━━━ Document section

Pop Culture and Gender Redemption
Elke Maravilha is a man. At least that’s the first suggestion in a Google search for the artist who was designated female at birth and today dismisses any definition. Elke is an example of gender fluidity, and while Google represents the widespread common-sense need to frame people according to traditional binary patterns: male and female. Fortunately, the pop culture of Elke and others blends these polarized concepts, turning them into blurs of an old society.
Lack of information and society’s bias about the subject can lead transgender or gender-fluid people to severe states of unhappiness and emptiness. And pop culture — whether in the androgynous portraits of Andy Warhol or when Madonna tells us to “express our love as it is” in “Express Yourself” — tends to stimulate changes, encouraging people to voice their acceptances.
But there is an invisible and less-romanticized side of all this. Some transgender people are so embedded in their contexts, where there is no room for change, that they end up wearing the normative masks imposed by society. To these individuals, pop culture has become less of a support for their struggles and more of a means of survival. Forbidden from presenting themselves, dressing, and acting the way they want to, it is in the characters of certain icons that they can find ideals and take their secret pills of transgression to keep living.

━━━━━━
━━━ Entries shown

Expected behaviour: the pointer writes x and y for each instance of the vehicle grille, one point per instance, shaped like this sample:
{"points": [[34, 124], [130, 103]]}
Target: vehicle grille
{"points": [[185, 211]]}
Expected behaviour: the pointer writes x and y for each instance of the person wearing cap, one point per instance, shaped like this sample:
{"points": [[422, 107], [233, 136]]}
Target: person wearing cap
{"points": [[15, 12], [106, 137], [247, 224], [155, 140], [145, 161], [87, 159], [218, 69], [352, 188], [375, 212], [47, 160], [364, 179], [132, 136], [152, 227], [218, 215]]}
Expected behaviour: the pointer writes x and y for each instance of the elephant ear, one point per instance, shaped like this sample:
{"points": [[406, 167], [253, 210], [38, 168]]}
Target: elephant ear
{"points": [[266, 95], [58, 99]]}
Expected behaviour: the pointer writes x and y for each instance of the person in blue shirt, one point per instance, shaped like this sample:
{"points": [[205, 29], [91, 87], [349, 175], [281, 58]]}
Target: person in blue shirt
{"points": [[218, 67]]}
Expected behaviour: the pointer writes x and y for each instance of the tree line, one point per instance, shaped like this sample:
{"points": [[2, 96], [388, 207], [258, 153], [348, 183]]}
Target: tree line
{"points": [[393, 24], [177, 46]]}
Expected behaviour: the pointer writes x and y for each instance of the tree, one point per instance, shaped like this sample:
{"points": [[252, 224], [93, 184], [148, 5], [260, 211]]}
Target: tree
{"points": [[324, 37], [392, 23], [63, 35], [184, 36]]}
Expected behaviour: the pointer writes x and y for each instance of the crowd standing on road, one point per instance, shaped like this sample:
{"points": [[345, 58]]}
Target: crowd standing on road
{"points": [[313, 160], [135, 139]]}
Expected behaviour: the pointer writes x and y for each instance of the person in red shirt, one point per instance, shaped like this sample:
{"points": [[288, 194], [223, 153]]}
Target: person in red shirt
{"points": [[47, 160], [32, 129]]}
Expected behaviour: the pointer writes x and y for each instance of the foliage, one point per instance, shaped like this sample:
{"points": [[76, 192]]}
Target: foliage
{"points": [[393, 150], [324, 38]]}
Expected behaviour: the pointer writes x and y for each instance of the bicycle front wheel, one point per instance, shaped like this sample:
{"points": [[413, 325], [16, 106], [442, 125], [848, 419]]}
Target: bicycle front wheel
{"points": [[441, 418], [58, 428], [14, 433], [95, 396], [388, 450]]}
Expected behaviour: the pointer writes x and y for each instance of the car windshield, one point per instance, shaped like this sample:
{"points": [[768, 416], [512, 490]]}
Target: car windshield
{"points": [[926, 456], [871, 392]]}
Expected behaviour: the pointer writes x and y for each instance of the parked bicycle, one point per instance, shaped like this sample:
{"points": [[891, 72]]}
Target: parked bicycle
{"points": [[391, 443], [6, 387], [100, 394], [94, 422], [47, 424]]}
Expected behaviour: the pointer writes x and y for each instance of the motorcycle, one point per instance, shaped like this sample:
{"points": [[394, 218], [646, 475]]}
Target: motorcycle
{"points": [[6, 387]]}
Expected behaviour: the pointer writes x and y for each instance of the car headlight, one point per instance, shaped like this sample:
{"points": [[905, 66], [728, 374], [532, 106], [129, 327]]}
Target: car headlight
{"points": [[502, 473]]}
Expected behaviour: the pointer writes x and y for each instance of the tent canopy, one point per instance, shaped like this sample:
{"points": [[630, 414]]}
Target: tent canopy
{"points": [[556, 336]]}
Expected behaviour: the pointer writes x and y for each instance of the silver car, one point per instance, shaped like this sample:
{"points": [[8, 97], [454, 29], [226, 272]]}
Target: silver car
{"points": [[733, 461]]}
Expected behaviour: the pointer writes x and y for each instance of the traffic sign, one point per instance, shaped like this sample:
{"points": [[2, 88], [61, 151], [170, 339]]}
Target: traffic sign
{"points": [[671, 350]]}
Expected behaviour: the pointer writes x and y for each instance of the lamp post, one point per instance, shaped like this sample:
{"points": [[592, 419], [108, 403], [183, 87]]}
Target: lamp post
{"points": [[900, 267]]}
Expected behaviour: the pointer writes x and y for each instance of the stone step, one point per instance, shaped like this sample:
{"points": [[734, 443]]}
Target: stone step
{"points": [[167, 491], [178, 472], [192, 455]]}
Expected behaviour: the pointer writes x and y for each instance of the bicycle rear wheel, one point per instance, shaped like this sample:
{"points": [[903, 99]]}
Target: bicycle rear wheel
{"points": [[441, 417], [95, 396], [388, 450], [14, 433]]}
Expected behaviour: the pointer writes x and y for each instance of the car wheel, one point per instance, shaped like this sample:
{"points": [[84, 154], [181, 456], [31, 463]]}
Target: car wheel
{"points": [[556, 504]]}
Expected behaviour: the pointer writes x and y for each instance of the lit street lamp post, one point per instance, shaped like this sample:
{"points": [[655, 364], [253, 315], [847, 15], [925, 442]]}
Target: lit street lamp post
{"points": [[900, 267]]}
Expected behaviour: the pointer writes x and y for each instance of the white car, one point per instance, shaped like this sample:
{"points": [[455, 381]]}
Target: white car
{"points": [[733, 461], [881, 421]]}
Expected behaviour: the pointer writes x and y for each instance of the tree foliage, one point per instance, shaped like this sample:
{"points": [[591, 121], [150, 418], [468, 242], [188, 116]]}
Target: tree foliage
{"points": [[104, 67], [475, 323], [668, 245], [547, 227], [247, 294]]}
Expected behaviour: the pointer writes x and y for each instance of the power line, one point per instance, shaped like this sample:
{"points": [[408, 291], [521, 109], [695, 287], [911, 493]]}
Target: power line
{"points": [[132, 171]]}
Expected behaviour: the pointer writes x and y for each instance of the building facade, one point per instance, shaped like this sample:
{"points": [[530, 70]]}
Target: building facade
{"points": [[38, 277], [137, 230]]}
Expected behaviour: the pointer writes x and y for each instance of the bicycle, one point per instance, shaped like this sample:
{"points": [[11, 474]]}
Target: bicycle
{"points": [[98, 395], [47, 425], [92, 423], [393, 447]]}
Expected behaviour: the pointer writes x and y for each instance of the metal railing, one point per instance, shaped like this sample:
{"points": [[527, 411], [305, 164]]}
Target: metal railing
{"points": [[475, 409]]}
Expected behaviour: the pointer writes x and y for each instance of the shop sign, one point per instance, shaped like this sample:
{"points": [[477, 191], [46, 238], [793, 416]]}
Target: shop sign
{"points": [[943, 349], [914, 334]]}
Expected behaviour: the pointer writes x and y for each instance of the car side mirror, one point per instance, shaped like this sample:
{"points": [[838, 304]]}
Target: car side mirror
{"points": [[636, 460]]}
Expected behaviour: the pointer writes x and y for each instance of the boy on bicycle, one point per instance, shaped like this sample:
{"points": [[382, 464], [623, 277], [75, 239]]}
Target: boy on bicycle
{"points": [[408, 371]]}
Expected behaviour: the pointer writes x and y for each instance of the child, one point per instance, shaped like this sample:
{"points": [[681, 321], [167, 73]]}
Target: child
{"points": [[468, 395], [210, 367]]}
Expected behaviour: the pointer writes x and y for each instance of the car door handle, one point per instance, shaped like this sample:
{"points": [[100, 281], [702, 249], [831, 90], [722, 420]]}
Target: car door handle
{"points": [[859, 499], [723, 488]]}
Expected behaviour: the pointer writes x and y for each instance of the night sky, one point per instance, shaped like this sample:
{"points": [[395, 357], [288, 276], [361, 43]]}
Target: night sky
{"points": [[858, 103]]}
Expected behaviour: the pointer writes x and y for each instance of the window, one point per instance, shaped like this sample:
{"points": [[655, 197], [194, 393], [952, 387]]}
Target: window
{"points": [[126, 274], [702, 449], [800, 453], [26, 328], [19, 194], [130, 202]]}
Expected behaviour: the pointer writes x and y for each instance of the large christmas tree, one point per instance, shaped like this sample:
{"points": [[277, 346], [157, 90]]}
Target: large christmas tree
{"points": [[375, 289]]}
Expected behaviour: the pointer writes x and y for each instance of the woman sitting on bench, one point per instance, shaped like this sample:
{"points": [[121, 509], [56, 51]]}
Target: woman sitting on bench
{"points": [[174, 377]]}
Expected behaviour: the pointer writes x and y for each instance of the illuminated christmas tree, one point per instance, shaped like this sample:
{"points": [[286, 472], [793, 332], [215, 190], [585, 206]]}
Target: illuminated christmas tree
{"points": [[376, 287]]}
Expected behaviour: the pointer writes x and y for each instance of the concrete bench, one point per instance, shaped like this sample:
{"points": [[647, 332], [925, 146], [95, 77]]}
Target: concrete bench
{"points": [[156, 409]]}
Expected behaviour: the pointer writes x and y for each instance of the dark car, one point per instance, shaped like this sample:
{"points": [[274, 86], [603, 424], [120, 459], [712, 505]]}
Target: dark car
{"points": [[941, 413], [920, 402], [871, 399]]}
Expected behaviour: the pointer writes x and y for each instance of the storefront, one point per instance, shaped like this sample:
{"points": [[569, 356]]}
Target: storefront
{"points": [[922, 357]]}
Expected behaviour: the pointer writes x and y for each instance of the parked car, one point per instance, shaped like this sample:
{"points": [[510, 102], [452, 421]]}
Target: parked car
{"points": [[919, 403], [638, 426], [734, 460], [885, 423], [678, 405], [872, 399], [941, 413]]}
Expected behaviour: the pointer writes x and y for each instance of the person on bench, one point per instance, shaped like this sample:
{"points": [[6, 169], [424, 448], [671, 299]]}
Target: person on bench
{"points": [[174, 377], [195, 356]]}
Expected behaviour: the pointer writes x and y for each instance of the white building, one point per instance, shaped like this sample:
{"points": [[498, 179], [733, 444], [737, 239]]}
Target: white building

━━━━━━

> **Exercise**
Using the piece on pop culture and gender, explain in one to three sentences why pop culture has become a means of survival for some transgender people.

> **Finished exercise**
These people live in contexts with no room for change, so they wear the normative masks society imposes and cannot present themselves, dress, or act as they want. They find ideals in the characters of certain icons, which gives them "secret pills of transgression" that let them keep living.